#### Provided entries:
===
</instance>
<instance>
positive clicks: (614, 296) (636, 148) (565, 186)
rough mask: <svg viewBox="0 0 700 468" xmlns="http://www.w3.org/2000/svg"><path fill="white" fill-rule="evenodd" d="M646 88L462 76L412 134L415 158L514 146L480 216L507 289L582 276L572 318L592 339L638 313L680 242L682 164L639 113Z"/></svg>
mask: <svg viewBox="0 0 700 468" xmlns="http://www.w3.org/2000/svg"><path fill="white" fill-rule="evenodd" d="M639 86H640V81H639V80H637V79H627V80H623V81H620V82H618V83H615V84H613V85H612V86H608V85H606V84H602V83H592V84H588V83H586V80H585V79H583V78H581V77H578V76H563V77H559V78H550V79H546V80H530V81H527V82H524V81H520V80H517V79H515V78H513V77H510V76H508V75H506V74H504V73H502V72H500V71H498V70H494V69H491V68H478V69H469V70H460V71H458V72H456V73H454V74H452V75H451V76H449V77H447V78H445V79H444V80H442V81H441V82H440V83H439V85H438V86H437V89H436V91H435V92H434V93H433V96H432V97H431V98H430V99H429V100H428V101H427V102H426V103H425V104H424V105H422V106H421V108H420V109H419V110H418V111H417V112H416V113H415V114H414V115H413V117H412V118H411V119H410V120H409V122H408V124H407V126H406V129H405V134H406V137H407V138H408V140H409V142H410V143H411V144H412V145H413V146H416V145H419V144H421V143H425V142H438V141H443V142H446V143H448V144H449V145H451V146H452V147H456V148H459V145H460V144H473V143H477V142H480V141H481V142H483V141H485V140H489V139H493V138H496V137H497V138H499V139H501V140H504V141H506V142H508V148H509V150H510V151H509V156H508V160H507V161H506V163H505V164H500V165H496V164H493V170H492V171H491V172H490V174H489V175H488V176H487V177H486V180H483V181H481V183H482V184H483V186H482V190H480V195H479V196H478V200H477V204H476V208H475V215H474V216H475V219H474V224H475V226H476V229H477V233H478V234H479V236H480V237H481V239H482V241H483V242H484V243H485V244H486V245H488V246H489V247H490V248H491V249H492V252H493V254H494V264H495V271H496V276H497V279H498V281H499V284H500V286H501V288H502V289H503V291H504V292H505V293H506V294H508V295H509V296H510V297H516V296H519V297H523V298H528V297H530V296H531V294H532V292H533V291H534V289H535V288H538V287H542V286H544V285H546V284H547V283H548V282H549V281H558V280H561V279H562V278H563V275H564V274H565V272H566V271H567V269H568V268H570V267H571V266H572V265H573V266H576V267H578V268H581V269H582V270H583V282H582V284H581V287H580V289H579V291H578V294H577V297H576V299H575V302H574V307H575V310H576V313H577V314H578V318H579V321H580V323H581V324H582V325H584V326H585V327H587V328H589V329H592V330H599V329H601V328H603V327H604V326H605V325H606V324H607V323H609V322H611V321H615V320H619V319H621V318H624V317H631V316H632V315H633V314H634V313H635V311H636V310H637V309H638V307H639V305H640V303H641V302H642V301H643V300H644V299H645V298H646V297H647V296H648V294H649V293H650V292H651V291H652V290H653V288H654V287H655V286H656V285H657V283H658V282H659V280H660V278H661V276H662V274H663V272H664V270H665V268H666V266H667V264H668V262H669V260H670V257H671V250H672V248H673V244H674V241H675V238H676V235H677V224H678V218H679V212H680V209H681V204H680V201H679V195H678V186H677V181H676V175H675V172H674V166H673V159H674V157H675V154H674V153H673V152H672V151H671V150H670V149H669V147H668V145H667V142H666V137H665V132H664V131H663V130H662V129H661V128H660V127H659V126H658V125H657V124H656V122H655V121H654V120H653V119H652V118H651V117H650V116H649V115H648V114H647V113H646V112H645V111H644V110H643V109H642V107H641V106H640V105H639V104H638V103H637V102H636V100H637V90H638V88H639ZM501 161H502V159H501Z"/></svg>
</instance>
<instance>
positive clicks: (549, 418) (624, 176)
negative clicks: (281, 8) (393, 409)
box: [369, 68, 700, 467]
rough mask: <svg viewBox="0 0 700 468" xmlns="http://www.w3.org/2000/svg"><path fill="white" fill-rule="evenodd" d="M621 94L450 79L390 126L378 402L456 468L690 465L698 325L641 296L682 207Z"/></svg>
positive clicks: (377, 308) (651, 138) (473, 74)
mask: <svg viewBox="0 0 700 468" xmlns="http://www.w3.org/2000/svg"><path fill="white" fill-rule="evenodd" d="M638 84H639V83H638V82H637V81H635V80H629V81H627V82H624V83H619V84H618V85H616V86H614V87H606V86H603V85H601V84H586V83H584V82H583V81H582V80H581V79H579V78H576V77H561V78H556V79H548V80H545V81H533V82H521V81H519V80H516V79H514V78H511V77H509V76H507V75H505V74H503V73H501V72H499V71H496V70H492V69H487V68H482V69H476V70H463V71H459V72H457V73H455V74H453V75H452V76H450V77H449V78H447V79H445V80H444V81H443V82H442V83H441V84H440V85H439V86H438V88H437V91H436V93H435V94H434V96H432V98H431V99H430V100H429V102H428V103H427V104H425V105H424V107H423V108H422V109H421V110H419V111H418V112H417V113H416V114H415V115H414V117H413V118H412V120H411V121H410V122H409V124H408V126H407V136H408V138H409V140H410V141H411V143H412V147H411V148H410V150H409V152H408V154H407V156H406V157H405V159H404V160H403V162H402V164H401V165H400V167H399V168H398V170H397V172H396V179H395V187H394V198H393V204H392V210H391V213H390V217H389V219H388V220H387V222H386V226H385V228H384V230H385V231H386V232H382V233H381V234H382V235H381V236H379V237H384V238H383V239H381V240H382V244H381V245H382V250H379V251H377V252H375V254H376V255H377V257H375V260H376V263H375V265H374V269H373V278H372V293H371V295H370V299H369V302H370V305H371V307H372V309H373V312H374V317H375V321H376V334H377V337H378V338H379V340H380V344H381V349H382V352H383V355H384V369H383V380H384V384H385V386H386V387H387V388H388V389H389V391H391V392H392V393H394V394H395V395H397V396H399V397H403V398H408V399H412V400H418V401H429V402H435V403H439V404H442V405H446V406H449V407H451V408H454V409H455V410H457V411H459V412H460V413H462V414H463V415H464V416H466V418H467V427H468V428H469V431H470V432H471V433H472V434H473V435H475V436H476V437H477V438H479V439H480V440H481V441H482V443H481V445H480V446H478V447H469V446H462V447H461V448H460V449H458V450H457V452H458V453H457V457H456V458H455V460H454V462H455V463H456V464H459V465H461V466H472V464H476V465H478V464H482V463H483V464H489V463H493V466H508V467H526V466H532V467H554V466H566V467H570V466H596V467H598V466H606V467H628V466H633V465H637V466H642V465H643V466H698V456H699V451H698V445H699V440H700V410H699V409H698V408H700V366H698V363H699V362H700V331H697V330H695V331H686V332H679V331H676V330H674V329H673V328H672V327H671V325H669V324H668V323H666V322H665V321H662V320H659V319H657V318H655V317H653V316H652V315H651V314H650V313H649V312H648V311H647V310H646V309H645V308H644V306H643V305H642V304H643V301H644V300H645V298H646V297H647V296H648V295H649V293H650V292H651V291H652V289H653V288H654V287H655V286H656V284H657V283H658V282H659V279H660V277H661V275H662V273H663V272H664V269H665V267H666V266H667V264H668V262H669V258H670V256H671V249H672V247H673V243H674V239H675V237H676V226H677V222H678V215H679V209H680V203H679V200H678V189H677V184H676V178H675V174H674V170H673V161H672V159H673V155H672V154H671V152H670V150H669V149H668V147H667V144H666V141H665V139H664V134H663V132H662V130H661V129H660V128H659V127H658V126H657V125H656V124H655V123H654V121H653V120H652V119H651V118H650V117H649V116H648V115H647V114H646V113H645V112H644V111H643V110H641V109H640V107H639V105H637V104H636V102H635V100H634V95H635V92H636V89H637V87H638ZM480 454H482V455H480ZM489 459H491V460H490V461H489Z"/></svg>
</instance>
===
#### Aim of the task:
Write out every line of the rows above as a numbered list, leaving out any blank lines.

#### Reply to the exercise:
1. </instance>
2. <instance>
3. positive clicks: (614, 296) (636, 148) (565, 186)
4. rough mask: <svg viewBox="0 0 700 468" xmlns="http://www.w3.org/2000/svg"><path fill="white" fill-rule="evenodd" d="M646 88L462 76L412 134L415 158L514 146L480 216L507 289L582 276L572 318L592 339L638 313L680 242L682 164L639 113Z"/></svg>
5. mask: <svg viewBox="0 0 700 468" xmlns="http://www.w3.org/2000/svg"><path fill="white" fill-rule="evenodd" d="M639 86H640V81H639V80H637V79H627V80H623V81H620V82H618V83H615V84H613V85H612V86H608V85H606V84H602V83H592V84H588V83H586V80H585V79H583V78H581V77H578V76H563V77H559V78H550V79H546V80H530V81H527V82H524V81H520V80H517V79H515V78H513V77H510V76H508V75H506V74H504V73H502V72H500V71H498V70H494V69H491V68H478V69H469V70H460V71H458V72H456V73H454V74H452V75H451V76H449V77H447V78H445V79H444V80H442V81H441V82H440V83H439V85H438V86H437V89H436V91H435V92H434V93H433V96H432V97H431V98H430V99H429V100H428V101H427V102H426V103H425V104H424V105H422V106H421V108H420V109H419V110H418V111H417V112H416V113H415V114H414V115H413V117H412V118H411V119H410V120H409V122H408V124H407V126H406V129H405V134H406V137H407V138H408V140H409V142H410V143H411V144H412V145H413V146H416V145H419V144H421V143H425V142H438V141H443V142H446V143H448V144H449V145H451V146H452V147H456V148H459V145H460V144H473V143H477V142H480V141H481V142H483V141H485V140H489V139H493V138H496V137H497V138H499V139H501V140H504V141H506V142H508V148H509V150H510V151H509V156H508V160H507V161H506V163H505V164H500V165H496V164H493V170H492V171H491V172H490V174H489V175H488V176H487V177H486V180H483V181H481V183H482V184H483V186H482V190H480V195H479V196H478V200H477V204H476V208H475V215H474V216H475V219H474V224H475V226H476V229H477V233H478V234H479V236H480V237H481V239H482V241H483V242H484V243H485V244H486V245H488V246H489V247H490V248H491V249H492V252H493V254H494V264H495V271H496V276H497V279H498V281H499V284H500V286H501V288H502V289H503V291H504V292H505V293H506V294H508V295H509V296H510V297H516V296H519V297H523V298H528V297H530V296H531V294H532V292H533V291H534V289H535V288H538V287H542V286H544V285H546V284H547V283H548V282H549V281H558V280H561V279H562V278H563V275H564V274H565V272H566V271H567V269H568V268H570V267H571V266H572V265H573V266H576V267H578V268H581V269H582V270H583V282H582V284H581V287H580V289H579V291H578V294H577V297H576V299H575V302H574V307H575V310H576V313H577V314H578V318H579V321H580V323H581V324H582V325H584V326H585V327H587V328H589V329H592V330H599V329H601V328H603V327H604V326H605V325H606V324H607V323H609V322H611V321H615V320H619V319H621V318H624V317H631V316H632V315H633V314H634V313H635V311H636V310H637V309H638V307H639V305H640V303H641V302H642V301H643V300H644V299H645V298H646V297H647V296H648V294H649V293H650V292H651V291H652V290H653V288H654V287H655V286H656V285H657V283H658V282H659V280H660V278H661V276H662V274H663V272H664V270H665V268H666V266H667V264H668V262H669V260H670V257H671V250H672V248H673V244H674V241H675V238H676V235H677V224H678V218H679V212H680V209H681V204H680V201H679V195H678V186H677V181H676V175H675V172H674V166H673V159H674V157H675V154H674V153H673V152H672V151H671V150H670V149H669V147H668V145H667V142H666V137H665V132H664V131H663V130H662V129H661V128H660V127H659V126H658V125H657V124H656V122H655V121H654V120H653V119H652V118H651V117H650V116H649V115H648V114H647V113H646V112H645V111H644V110H643V109H642V107H641V106H640V105H639V104H638V103H637V102H636V100H637V90H638V88H639ZM501 161H502V159H501Z"/></svg>
6. </instance>
7. <instance>
8. positive clicks: (549, 418) (624, 176)
9. negative clicks: (281, 8) (393, 409)
10. box: [369, 68, 700, 467]
11. rough mask: <svg viewBox="0 0 700 468" xmlns="http://www.w3.org/2000/svg"><path fill="white" fill-rule="evenodd" d="M621 94L450 79L390 126L378 402L456 468L690 465L698 325L641 296L682 207Z"/></svg>
12. positive clicks: (377, 308) (651, 138) (473, 74)
13. mask: <svg viewBox="0 0 700 468" xmlns="http://www.w3.org/2000/svg"><path fill="white" fill-rule="evenodd" d="M638 84H639V83H638V82H637V81H635V80H629V81H627V82H624V83H619V84H618V85H616V86H614V87H606V86H603V85H601V84H586V83H584V82H583V81H582V80H581V79H579V78H576V77H561V78H556V79H548V80H545V81H533V82H521V81H519V80H516V79H514V78H511V77H509V76H507V75H505V74H503V73H501V72H499V71H496V70H492V69H487V68H482V69H476V70H463V71H459V72H457V73H455V74H453V75H452V76H450V77H449V78H447V79H445V80H444V81H443V82H442V83H441V84H440V85H439V86H438V88H437V91H436V93H435V94H434V96H432V98H431V99H430V100H429V102H428V103H427V104H425V105H424V107H423V108H422V109H421V110H419V111H418V112H417V113H416V114H415V115H414V117H413V118H412V120H411V121H410V122H409V124H408V126H407V136H408V138H409V140H410V141H411V143H412V147H411V148H410V150H409V152H408V154H407V156H406V157H405V159H404V160H403V162H402V164H401V165H400V167H399V168H398V170H397V172H396V179H395V187H394V198H393V204H392V210H391V213H390V217H389V219H388V220H387V222H386V226H385V228H384V230H385V231H386V232H382V233H381V234H382V235H381V236H379V237H384V238H383V239H381V240H382V244H381V245H382V250H379V251H377V252H375V254H376V255H377V257H375V260H376V263H375V265H374V269H373V278H372V293H371V295H370V299H369V302H370V305H371V307H372V309H373V312H374V317H375V321H376V334H377V337H378V338H379V340H380V344H381V349H382V352H383V355H384V369H383V380H384V384H385V386H386V387H387V388H388V389H389V391H391V392H392V393H394V394H395V395H397V396H399V397H403V398H408V399H412V400H418V401H429V402H435V403H439V404H442V405H446V406H449V407H451V408H454V409H455V410H457V411H459V412H460V413H462V414H463V415H464V416H466V418H467V427H468V428H469V431H470V432H471V433H472V434H473V435H475V436H476V437H477V438H479V439H480V440H481V441H482V443H481V445H480V446H478V447H469V446H462V447H461V448H460V449H458V450H457V452H458V453H457V457H456V458H455V460H454V462H455V463H456V464H459V465H461V466H472V464H476V465H478V464H482V463H483V464H489V463H493V466H508V467H526V466H532V467H554V466H566V467H570V466H596V467H598V466H606V467H628V466H633V465H637V466H642V465H643V466H698V456H699V451H698V445H699V440H700V410H699V409H698V408H700V366H698V363H699V362H700V331H697V330H695V331H686V332H679V331H676V330H674V329H673V328H672V327H671V325H669V324H668V323H666V322H665V321H662V320H659V319H657V318H655V317H653V316H652V315H651V314H650V313H649V312H648V311H647V310H646V309H645V308H644V306H643V305H642V304H643V301H644V300H645V298H646V297H647V296H648V295H649V293H650V292H651V291H652V289H653V288H654V287H655V286H656V284H657V283H658V282H659V279H660V277H661V275H662V273H663V272H664V269H665V267H666V266H667V264H668V262H669V258H670V256H671V249H672V247H673V243H674V239H675V237H676V226H677V222H678V215H679V209H680V203H679V200H678V189H677V184H676V178H675V174H674V170H673V161H672V159H673V155H672V154H671V152H670V150H669V149H668V147H667V144H666V141H665V139H664V134H663V132H662V130H661V129H660V128H659V127H658V126H657V125H656V124H655V123H654V121H653V120H652V119H651V118H650V117H649V116H648V115H647V114H646V113H645V112H644V111H643V110H641V109H640V107H639V105H637V104H636V102H635V100H634V95H635V92H636V89H637V87H638ZM480 454H482V455H480ZM489 459H491V460H490V461H489Z"/></svg>
14. </instance>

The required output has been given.